### INSTRUCTIONS FOR THE TASK
Set down the part of the listing below that opens with its first line and closes with the line containing "[[1160, 683]]", word for word and including both of those lines.

### GIVEN RECORDS
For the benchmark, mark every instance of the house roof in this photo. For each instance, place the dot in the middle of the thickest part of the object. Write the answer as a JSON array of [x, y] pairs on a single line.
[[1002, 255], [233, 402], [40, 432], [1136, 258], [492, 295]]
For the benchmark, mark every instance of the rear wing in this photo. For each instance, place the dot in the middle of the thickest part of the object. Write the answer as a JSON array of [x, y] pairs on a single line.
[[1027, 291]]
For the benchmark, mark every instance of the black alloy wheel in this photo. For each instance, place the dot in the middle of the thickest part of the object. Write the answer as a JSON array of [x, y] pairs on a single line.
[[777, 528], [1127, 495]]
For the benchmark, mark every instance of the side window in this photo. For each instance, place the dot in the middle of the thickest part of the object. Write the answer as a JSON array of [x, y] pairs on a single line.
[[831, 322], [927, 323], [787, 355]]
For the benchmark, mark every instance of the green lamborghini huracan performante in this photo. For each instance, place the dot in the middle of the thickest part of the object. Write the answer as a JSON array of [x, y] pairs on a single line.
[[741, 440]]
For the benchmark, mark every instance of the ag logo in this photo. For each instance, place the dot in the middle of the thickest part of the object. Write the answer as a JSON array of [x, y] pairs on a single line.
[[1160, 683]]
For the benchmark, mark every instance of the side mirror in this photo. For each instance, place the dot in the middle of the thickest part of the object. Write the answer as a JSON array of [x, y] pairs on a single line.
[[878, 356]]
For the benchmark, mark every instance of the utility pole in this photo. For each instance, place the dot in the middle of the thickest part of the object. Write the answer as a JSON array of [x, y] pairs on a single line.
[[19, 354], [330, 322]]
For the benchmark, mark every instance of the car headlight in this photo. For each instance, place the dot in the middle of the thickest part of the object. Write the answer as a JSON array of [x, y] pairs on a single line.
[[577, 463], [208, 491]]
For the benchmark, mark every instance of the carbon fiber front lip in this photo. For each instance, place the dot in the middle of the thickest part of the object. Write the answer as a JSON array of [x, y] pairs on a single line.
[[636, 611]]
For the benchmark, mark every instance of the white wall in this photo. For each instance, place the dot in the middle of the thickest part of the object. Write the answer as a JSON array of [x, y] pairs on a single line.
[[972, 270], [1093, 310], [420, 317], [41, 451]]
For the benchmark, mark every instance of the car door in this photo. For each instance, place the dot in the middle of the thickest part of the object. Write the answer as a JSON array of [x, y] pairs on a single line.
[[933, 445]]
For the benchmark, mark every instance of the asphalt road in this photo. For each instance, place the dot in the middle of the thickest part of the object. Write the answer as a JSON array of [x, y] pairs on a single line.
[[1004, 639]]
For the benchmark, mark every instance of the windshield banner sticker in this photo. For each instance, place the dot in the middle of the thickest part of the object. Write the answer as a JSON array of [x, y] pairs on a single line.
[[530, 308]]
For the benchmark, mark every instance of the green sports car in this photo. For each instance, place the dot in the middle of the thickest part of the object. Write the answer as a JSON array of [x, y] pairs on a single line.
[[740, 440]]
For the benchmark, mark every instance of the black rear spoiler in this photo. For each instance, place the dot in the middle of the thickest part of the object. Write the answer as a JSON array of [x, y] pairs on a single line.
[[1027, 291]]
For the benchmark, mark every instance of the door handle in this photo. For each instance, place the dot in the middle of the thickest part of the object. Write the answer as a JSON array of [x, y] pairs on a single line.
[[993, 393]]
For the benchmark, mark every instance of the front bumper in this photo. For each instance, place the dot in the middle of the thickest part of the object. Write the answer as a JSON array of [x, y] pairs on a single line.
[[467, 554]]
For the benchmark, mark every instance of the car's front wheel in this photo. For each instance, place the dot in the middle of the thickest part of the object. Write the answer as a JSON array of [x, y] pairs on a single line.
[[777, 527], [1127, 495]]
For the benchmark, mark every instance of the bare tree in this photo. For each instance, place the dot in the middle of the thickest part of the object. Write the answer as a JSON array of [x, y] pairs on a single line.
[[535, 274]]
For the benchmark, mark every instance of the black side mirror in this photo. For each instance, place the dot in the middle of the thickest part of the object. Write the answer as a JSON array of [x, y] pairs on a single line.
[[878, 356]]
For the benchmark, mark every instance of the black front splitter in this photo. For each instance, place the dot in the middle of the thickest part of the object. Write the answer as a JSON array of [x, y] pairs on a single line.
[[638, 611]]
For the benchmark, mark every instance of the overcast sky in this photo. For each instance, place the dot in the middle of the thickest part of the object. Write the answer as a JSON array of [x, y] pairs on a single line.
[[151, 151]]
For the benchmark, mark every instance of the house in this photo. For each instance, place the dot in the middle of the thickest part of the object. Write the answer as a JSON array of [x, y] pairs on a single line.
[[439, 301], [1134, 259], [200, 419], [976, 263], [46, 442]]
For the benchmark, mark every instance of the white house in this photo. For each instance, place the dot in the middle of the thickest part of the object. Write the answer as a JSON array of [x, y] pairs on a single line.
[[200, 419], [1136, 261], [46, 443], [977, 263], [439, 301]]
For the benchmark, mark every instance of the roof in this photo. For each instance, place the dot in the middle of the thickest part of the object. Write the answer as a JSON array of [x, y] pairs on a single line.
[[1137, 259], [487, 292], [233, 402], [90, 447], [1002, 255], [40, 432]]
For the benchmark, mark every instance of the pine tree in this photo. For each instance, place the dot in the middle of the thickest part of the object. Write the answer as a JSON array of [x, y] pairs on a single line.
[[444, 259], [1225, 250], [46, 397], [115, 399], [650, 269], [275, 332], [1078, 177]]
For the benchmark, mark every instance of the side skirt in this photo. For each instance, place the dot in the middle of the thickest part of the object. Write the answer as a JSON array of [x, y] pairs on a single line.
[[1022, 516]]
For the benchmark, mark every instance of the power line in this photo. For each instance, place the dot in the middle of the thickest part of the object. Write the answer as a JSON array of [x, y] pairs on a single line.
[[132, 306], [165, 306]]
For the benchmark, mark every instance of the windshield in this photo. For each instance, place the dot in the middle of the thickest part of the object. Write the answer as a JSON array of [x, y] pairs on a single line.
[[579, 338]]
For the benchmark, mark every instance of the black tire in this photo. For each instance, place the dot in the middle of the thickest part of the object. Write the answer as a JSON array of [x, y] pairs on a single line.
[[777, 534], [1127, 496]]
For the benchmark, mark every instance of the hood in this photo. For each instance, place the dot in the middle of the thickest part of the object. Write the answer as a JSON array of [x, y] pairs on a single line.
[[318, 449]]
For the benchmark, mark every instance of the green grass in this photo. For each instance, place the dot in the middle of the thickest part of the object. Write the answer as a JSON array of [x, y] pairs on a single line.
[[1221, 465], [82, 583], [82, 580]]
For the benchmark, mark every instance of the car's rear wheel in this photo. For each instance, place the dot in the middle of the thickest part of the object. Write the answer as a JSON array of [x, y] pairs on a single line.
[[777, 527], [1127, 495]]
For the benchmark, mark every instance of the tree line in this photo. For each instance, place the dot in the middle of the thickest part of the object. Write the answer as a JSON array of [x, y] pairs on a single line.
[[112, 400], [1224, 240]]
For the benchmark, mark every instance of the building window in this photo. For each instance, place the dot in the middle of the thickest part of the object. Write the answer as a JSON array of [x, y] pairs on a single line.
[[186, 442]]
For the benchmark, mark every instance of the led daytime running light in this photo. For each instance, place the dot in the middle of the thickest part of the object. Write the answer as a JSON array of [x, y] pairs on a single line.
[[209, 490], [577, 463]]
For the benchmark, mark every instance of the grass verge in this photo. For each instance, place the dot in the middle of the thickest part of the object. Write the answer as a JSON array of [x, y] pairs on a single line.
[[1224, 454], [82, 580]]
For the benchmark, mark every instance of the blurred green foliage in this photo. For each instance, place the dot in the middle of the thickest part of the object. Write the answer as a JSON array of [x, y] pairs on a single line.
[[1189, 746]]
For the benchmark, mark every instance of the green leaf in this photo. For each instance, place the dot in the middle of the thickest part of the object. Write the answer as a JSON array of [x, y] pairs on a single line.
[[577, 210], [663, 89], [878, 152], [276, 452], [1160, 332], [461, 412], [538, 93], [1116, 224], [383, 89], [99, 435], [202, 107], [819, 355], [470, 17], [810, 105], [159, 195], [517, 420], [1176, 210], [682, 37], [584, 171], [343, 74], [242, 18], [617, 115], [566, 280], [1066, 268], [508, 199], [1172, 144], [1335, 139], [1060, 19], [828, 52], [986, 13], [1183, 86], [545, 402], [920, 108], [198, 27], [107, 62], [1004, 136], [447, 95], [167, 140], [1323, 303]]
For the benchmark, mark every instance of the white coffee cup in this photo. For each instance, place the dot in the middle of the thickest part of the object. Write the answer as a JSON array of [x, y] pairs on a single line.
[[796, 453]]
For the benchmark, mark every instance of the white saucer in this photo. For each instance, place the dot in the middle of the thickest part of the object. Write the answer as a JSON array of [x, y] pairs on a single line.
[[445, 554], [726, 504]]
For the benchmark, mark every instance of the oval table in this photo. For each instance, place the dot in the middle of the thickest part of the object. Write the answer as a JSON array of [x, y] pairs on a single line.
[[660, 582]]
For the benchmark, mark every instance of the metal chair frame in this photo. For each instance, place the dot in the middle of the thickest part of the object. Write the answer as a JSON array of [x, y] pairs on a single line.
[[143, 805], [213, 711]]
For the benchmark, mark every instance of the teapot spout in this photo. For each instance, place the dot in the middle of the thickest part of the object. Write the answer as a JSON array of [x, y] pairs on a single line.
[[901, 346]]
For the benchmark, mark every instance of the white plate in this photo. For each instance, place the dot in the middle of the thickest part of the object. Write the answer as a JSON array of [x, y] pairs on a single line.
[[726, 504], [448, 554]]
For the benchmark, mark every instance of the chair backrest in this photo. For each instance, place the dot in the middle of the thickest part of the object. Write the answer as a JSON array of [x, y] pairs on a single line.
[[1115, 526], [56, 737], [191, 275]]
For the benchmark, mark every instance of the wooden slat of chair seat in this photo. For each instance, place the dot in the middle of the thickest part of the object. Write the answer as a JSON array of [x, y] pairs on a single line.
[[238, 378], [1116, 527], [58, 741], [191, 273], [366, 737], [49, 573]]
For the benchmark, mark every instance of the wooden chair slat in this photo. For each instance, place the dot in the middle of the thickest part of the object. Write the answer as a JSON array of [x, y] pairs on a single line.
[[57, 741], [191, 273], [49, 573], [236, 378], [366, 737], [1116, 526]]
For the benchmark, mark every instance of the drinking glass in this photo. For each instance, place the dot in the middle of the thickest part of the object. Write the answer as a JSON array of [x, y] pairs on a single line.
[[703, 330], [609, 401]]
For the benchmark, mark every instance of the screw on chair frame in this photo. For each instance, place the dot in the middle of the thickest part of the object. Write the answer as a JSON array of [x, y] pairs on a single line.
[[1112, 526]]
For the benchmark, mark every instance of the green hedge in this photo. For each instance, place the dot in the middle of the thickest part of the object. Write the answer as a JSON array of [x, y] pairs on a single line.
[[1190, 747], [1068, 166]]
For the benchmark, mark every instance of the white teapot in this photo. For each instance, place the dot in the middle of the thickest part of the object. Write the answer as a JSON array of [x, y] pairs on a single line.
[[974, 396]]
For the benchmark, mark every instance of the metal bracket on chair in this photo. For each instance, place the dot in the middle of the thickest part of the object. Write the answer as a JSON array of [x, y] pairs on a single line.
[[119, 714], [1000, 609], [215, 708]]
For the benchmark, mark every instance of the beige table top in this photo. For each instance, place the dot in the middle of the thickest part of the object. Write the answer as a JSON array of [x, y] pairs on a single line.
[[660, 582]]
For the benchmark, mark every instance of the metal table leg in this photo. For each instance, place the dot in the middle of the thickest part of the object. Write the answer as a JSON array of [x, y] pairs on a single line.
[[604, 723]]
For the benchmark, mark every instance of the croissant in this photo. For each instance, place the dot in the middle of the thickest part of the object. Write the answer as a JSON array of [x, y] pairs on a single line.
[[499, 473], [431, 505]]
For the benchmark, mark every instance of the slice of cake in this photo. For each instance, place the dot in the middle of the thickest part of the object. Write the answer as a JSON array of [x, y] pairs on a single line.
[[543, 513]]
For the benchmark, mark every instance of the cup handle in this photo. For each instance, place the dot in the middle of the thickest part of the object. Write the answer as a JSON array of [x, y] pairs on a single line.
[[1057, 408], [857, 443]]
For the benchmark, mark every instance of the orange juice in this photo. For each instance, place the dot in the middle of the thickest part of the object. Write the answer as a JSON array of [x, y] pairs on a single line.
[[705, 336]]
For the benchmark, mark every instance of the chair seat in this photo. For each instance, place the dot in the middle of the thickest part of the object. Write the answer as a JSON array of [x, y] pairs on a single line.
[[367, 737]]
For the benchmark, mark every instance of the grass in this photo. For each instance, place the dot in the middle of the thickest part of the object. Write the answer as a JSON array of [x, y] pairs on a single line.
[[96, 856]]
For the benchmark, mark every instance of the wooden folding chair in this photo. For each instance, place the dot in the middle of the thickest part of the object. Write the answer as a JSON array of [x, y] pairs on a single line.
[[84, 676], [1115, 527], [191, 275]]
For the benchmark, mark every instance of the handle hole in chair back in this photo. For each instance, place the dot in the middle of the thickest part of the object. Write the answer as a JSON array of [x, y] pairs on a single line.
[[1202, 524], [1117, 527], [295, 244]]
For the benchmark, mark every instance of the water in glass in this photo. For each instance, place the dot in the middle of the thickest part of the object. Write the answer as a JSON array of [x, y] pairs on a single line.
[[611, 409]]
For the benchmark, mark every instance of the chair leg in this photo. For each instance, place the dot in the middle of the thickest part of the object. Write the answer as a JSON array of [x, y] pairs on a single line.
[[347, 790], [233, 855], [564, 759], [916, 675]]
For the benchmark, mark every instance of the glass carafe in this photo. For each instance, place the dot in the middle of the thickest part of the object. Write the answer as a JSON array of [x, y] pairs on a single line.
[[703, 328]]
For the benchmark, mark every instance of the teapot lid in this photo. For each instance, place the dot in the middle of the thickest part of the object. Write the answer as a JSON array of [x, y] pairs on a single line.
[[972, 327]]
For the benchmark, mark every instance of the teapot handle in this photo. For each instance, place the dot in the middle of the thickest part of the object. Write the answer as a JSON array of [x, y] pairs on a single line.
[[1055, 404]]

### COMPLETE RESPONSE
For the benchmark, mark every instance of the house roof in this photo. For each instance, place the dot in the middle of the thickest part of the object. Write the answer as a JSON array of [x, y] pairs on a single line.
[[1002, 255], [233, 402], [40, 432], [1136, 258], [492, 295]]
For the benchmark, mark every instance of the rear wing in this photo. For each instance, place the dot in the middle of the thickest part of the object. Write the answer as a JSON array of [x, y] pairs on a single line.
[[1027, 291]]
For the benchmark, mark every instance of the black alloy wheel in this photo. For each instance, place the dot in the middle of the thickest part of the object. Write the answer as a JSON array of [x, y] pairs on a single line.
[[777, 528], [1127, 495]]
For the benchmark, mark every instance of the side window in this photo. For each instance, place the dot in the middle of the thickest part of the object. Write the answer as a JSON array of [x, y] pairs on a single line.
[[831, 322], [927, 323], [787, 355]]
For the benchmark, mark every instance of the green lamborghini huracan performante in this photo. For each instance, place the dot in the middle of the thickest part of the object. Write the answer as a JSON array of [x, y] pairs on a single line.
[[741, 440]]
For the benchmark, mark every instance of the ag logo in this photo. For each instance, place the dot in the middle of the thickest part of the object. Write the answer as a JSON array of [x, y] pairs on a single line.
[[1160, 683]]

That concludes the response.